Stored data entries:
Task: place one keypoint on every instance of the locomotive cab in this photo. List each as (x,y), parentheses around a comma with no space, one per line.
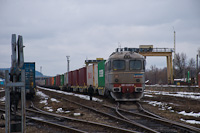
(124,76)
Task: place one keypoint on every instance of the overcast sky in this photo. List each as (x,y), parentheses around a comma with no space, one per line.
(87,29)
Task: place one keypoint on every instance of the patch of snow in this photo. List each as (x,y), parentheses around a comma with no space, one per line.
(60,110)
(49,109)
(148,95)
(3,99)
(41,94)
(86,97)
(191,95)
(189,114)
(161,106)
(191,121)
(54,100)
(67,112)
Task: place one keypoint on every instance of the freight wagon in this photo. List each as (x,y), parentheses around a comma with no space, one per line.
(120,77)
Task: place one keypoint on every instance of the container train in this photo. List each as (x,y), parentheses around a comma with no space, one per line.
(120,77)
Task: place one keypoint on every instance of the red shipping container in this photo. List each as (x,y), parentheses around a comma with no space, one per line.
(70,78)
(75,78)
(82,77)
(58,80)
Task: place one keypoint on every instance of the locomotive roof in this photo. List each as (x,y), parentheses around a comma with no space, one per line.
(124,54)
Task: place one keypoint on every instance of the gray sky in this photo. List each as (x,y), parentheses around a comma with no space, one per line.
(52,29)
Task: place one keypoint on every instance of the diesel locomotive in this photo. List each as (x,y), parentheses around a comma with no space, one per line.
(120,77)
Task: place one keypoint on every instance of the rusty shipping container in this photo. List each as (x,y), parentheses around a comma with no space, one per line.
(82,77)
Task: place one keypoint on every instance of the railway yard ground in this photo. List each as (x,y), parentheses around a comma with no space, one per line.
(182,107)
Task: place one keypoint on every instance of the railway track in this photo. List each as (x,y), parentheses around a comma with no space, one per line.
(153,121)
(144,122)
(49,119)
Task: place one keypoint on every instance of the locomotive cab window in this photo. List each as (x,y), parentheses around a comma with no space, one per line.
(135,65)
(118,65)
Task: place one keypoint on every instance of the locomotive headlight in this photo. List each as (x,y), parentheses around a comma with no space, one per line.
(116,80)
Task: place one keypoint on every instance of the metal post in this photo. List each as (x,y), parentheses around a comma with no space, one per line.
(197,70)
(7,91)
(68,63)
(23,103)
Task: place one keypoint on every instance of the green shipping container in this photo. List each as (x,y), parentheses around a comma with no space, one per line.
(62,79)
(101,74)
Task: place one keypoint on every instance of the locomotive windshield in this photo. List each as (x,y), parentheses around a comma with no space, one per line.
(118,64)
(135,65)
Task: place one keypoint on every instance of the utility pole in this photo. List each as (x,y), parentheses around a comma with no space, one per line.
(174,53)
(67,63)
(13,85)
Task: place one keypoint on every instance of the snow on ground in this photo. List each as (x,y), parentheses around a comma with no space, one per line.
(54,100)
(41,94)
(3,99)
(191,95)
(165,106)
(191,121)
(189,114)
(161,106)
(86,97)
(60,110)
(49,109)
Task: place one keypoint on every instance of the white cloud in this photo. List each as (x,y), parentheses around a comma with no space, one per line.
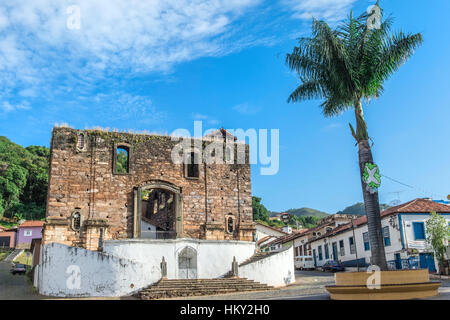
(246,109)
(330,10)
(7,107)
(208,119)
(126,107)
(41,57)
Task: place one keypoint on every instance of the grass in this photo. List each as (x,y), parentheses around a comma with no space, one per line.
(23,259)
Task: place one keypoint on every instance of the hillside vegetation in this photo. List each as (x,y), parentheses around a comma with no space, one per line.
(359,210)
(23,180)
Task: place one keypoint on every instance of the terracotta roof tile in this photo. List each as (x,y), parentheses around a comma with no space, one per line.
(31,223)
(414,206)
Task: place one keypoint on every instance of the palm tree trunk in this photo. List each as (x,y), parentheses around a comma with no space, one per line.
(371,202)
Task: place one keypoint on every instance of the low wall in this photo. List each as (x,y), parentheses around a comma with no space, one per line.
(214,257)
(276,270)
(66,271)
(126,266)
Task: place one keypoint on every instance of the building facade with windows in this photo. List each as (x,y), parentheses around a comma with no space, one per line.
(404,234)
(130,209)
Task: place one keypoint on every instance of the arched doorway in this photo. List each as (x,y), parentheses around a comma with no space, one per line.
(157,211)
(187,263)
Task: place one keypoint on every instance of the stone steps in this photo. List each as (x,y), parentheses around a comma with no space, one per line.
(195,287)
(13,255)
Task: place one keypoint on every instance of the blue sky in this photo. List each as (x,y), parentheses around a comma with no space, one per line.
(160,65)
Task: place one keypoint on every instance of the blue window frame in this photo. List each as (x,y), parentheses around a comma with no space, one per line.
(386,236)
(351,241)
(366,241)
(341,248)
(419,230)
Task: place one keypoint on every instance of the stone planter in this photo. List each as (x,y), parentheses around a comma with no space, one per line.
(394,285)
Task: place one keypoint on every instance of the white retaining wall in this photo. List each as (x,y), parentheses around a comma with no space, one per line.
(66,271)
(126,266)
(214,257)
(276,270)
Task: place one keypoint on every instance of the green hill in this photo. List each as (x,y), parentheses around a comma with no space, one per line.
(304,212)
(23,180)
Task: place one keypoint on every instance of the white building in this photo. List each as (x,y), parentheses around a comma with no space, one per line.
(263,231)
(404,238)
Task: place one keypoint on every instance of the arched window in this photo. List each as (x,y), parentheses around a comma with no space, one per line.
(76,220)
(81,141)
(192,167)
(229,223)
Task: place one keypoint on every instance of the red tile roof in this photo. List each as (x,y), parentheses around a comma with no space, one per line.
(31,223)
(274,229)
(414,206)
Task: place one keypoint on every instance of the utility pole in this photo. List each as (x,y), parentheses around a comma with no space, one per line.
(354,243)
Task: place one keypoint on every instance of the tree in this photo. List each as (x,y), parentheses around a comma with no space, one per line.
(23,180)
(438,234)
(259,210)
(345,66)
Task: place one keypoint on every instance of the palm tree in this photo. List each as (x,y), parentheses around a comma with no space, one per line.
(343,67)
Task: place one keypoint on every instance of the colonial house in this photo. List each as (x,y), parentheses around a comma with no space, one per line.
(263,231)
(300,239)
(403,232)
(27,231)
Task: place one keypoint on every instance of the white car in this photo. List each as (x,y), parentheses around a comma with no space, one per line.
(304,262)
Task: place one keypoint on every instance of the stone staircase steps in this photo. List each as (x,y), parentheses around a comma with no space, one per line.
(258,256)
(195,287)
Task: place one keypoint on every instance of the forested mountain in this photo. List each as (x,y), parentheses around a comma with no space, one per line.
(358,209)
(23,180)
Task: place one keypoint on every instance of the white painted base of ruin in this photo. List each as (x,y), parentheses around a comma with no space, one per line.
(127,266)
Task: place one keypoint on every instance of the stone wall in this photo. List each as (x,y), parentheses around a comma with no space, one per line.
(81,178)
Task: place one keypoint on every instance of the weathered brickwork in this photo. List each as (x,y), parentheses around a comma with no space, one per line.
(82,179)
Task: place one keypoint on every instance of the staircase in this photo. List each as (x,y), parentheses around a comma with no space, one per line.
(166,288)
(258,256)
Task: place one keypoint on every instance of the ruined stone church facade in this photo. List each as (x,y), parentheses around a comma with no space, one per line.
(110,186)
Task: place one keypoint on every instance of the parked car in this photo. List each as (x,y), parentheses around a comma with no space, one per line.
(333,266)
(19,269)
(304,262)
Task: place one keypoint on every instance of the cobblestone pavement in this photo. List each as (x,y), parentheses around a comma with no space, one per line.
(309,285)
(15,287)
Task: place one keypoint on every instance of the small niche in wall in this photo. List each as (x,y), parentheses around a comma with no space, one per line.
(121,160)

-- Problem description --
Excluding the pictures, output every entry above without alteration.

-- Written solution --
Task: place one keypoint on every instance of the locomotive cab in this photo. List each as (x,y), parentheses around a comma with no space, one per line.
(124,76)
Task: place one keypoint on every instance of the overcast sky in this photo. List each as (x,y), parentheses around a comma with no space, one per line.
(87,29)
Task: place one keypoint on every instance of the patch of snow in this photo. List each as (x,y), parentheses around a comma with no space, one per line.
(60,110)
(49,109)
(148,95)
(3,99)
(41,94)
(86,97)
(191,95)
(189,114)
(161,106)
(191,121)
(54,100)
(67,112)
Task: place one keypoint on every instance of the freight wagon in this photo. List each as (x,y), parentheses around a comma with no space, one per line.
(120,77)
Task: place one keypoint on every instance of the container train in this photo. List each as (x,y), parentheses around a comma with no space, one per line.
(120,77)
Task: place one keypoint on every instance of the red shipping container in this photo. List each as (x,y), parentheses around a comma with no space, one per line.
(70,78)
(75,78)
(82,77)
(58,80)
Task: place one keypoint on every instance of the locomotive roof in this photo. List each as (x,y), parentheses around a comma with no space, one per line.
(124,54)
Task: place one keypoint on every instance of the gray sky in this photo. List each as (x,y), parentheses around a comma with no space, one per line.
(52,29)
Task: place one keypoint on every instance of the diesel locomotive in this photo. List each as (x,y), parentheses around a comma with no space, one per line.
(120,77)
Task: place one keypoint on every instance of the rusty shipping container in this photo. List each as (x,y), parentheses around a comma with no space, one per line.
(82,77)
Task: place one keypoint on every instance of the railway yard ground in this photo. List each as (x,y), parentheses around a comma with no space, one per line.
(182,107)
Task: place one keypoint on every instance of the railway track in this photo. List each as (x,y), parentheses around a comma with no space, one per line.
(153,121)
(144,122)
(49,119)
Task: place one keypoint on every instance of the locomotive cab window in this photo. List each as (x,y), parentheses around a comma with no space, one per line.
(135,65)
(118,65)
Task: place one keypoint on every instance of the locomotive headlight in this photo. List each as (x,y), parentheses around a comma with no space, one per line.
(116,80)
Task: place one keypoint on every instance of the metal post in this photo. List each as (x,y), parentheses around a comma with no space, one per line.
(197,70)
(7,91)
(68,63)
(23,103)
Task: place one keypoint on every instance of the green shipping container in this photo. List each as (x,y), parentheses around a comma with no space, one per line.
(62,79)
(101,74)
Task: place one keypoint on every instance of the locomotive windshield in this photo. List each as (x,y), parentheses around a comma with no space, one per line.
(118,64)
(135,65)
Task: place one keypoint on every instance of the utility pole in this photo. List each as (x,y), parentheses around a comma with no space, one per line.
(174,53)
(67,63)
(13,85)
Task: place one keypoint on every instance of the snow on ground in this photo. List each as (x,y), parentheses around a comma with no space, one per line.
(54,100)
(41,94)
(3,99)
(191,95)
(165,106)
(191,121)
(189,114)
(161,106)
(86,97)
(60,110)
(49,109)
Task: place one keypoint on every instance of the white cloud in this photo. List each as (x,y), parentheses around a comma with no space, one per line.
(246,109)
(330,10)
(7,107)
(208,119)
(126,107)
(41,57)
Task: place one keypoint on every instance of the grass in this photo. List each as (x,y), parentheses around a comma with no space, one per line.
(23,259)
Task: place one keypoint on every instance of the hillside vegetation in this photo. List each as (x,y), parentheses around a comma with no space, one per line.
(359,210)
(23,180)
Task: place one keypoint on every instance of the terracotta roof tile in this photo. List each as (x,y), parentheses around a comma with no space, one per line.
(31,223)
(414,206)
Task: place one keypoint on every instance of the palm tree trunk in this photo. List each as (x,y), parentheses around a comma with no space, one per line.
(371,202)
Task: place one keypoint on every instance of the low wall in this photo. List each as (x,y), parentheses around a comma with no space, one per line.
(214,257)
(276,270)
(66,271)
(126,266)
Task: place one keypoint on every instance of the building facade with windows in this photo. List each as (x,y), parentheses around a comma with no space, one per line.
(404,234)
(130,209)
Task: place one keypoint on every instance of the arched doorway in this photo. List each as (x,y), parentheses around a comma with no space, one per line.
(157,211)
(187,263)
Task: place one keypoint on every instance of the stone steps in this photo. List each as (x,y), parentheses around a comma with no space, one per line.
(195,287)
(13,255)
Task: place one keypoint on every instance of the blue sky in this photo. List each as (x,y), parentheses around a comma with no space, one per line.
(160,65)
Task: place one keypoint on every instance of the blue window frame in this photo. List each as (x,y), parentheses around a comma with no space, one per line.
(386,236)
(351,241)
(366,241)
(341,248)
(419,230)
Task: place one keypoint on every instance of the stone planter in this photo. List each as (x,y), parentheses around a comma with no space, one per line.
(394,285)
Task: place one keypoint on every instance of the white retaining wall in this photo. List each as (x,y), parentheses around a comma with no space, one per line.
(66,271)
(126,266)
(214,257)
(276,270)
Task: place one keypoint on every instance of the green hill in this photo. List each as (x,y), parentheses around a comma with no space, one per line.
(304,212)
(23,180)
Task: place one keypoint on every instance of the white building in this photo. List each as (x,y), parentheses around a comma with no space, one per line.
(263,231)
(404,238)
Task: place one keypoint on every instance of the arched window in this photo. List each as (x,y), parentheses around a comma with no space, one per line.
(76,220)
(81,141)
(192,167)
(229,223)
Task: place one keypoint on every instance of the red tile roof in this photo. List each as (x,y), parentheses around a comma with no space, one per line.
(31,223)
(274,229)
(414,206)
Task: place one keypoint on every instance of the utility pole in this photo. List each as (x,y), parentheses around a comma with no space, one per line.
(354,243)
Task: place one keypoint on every instance of the tree in this photo. List each as (x,y), parentheses around a comma with no space, one per line.
(23,180)
(438,234)
(259,210)
(345,66)
Task: place one keypoint on every instance of the palm tree in this photo. List each as (x,y), parentheses around a comma with no space, one per line.
(343,67)
Task: place one keypoint on every instance of the colonial house in this photo. List each as (x,y), parentheses around a comma with no space, one per line.
(263,231)
(300,239)
(403,232)
(27,231)
Task: place one keypoint on every instance of the white car in this photo. List each as (x,y), parentheses around a comma with no space, one per line.
(304,262)
Task: place one keypoint on every instance of the stone staircase steps in this photo. List each as (x,y), parentheses around a comma with no space, one per line.
(258,256)
(195,287)
Task: place one keypoint on every instance of the forested mountain in this photo. List each as (x,y), parentheses around a comma with no space, one per line.
(358,209)
(23,180)
Task: place one keypoint on every instance of the white painted base of ruin in this photo. List each as (x,y), parentheses around a comma with no space, one per line.
(127,266)
Task: place one keypoint on every instance of the stone wall in this photo. List each as (x,y), parentheses around a comma with no space, one per line.
(81,178)
Task: place one keypoint on every instance of the weathered brickwork in this photo. List each as (x,y), parentheses around a comma with no space, one per line.
(82,179)
Task: place one keypoint on every instance of the staircase in this photo. List each as (x,y), parentheses around a comma with no space, one per line.
(166,288)
(258,256)
Task: place one keypoint on every instance of the ruined stone church facade in this photo. List each as (x,y), parentheses around a comma with no space, one per line.
(110,186)
Task: place one keypoint on every instance of the parked car in this photo. List each as (x,y), parentheses around a comma with no space, one per line.
(333,266)
(19,269)
(304,262)
Task: place one keypoint on every instance of the cobblestone pavement in this photo. List each as (x,y), parentheses around a comma with no space, one per line.
(309,285)
(15,287)
Task: place one keypoint on every instance of the small niche in wall in this photo. List each as (x,y), parentheses around a comma with no space, one per line.
(121,160)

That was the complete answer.